*Extract to read*.

Varga said the budget retains the 15 percent personal income tax rate under a single-rate personal income tax regime. The VAT rates of milk, eggs, pork, poultry, fish and other basic foodstuffs will remain at 5 percent, he added. Tax cuts are also set to continue, he said. The social contribution tax will drop from 19.5 percent to 17.5 percent, Varga said. These 2 percentage points will mean that 100 billion forints will remain with entrepreneurs, he said.
The budget allocates 242 billion forints for the government’s family home purchase subsidy scheme CSOK. Tax benefits for families with two children will rise to 40,000 forints, he said.
The budget bill posted on the website of parliament shows total revenue of 19,580.097 billion forints and total expenditures of 20,578.531 billion forints. Revenue is 4 percent over that in the 2018 budget. Expenditures are 2 percent higher. The deficit is targeted at 998.433 billion forints, 27 percent lower than the gap targeted for 2018. The budget bill targets corporate tax revenue of 399.5 billion forints, 8 percent over the target for 2018. Revenue from the Simplified Business Tax (EVA) is set to fall by 35 percent to 45.4 billion forints, while revenue from the Itemised Tax for Small Businesses (KATA) climbs 20 percent to 135.7 billion forints.

*To be done*.
Reproduce the passage of the budget excerpt above verbatim, from "The budget allocates" up to and including "135.7 billion forints.".

*Record set*.
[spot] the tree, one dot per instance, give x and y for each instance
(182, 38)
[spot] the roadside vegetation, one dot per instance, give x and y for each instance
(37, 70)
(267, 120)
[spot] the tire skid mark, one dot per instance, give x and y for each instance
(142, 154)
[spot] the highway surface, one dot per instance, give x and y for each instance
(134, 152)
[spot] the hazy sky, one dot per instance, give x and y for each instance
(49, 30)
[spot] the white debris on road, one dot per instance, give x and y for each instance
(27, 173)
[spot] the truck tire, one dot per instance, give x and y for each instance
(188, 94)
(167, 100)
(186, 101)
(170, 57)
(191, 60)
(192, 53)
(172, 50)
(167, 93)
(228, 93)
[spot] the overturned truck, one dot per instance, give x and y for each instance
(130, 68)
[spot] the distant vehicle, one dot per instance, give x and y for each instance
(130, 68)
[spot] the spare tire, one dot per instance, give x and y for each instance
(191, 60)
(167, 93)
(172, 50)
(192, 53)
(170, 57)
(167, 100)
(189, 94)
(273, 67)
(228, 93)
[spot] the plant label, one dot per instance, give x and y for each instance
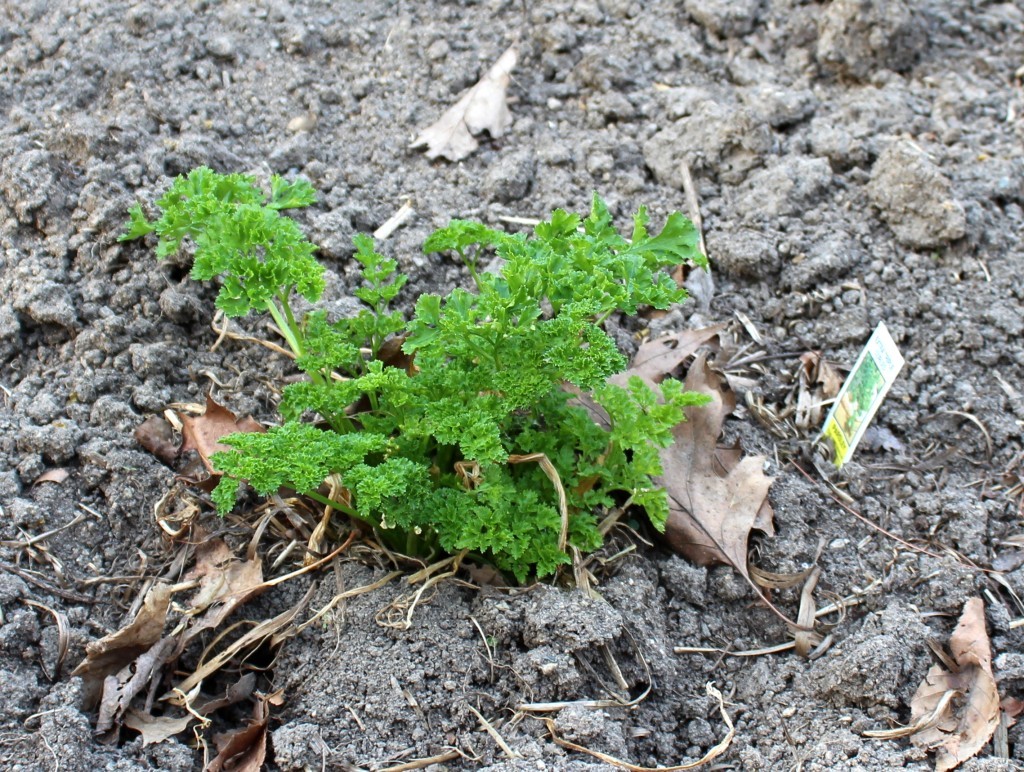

*Exercise output*.
The budget allocates 242 billion forints for the government’s family home purchase subsidy scheme CSOK. Tax benefits for families with two children will rise to 40,000 forints, he said.
The budget bill posted on the website of parliament shows total revenue of 19,580.097 billion forints and total expenditures of 20,578.531 billion forints. Revenue is 4 percent over that in the 2018 budget. Expenditures are 2 percent higher. The deficit is targeted at 998.433 billion forints, 27 percent lower than the gap targeted for 2018. The budget bill targets corporate tax revenue of 399.5 billion forints, 8 percent over the target for 2018. Revenue from the Simplified Business Tax (EVA) is set to fall by 35 percent to 45.4 billion forints, while revenue from the Itemised Tax for Small Businesses (KATA) climbs 20 percent to 135.7 billion forints.